▸ Your goal: Copy out each of the records below word for word, line by line.
>> start
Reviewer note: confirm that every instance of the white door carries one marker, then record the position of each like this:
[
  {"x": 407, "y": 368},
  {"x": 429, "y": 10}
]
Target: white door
>> end
▸ Exercise output:
Reviewer note: confirm that every instance of the white door carries one marker, then record the position of each like this:
[
  {"x": 407, "y": 368},
  {"x": 429, "y": 10}
]
Target: white door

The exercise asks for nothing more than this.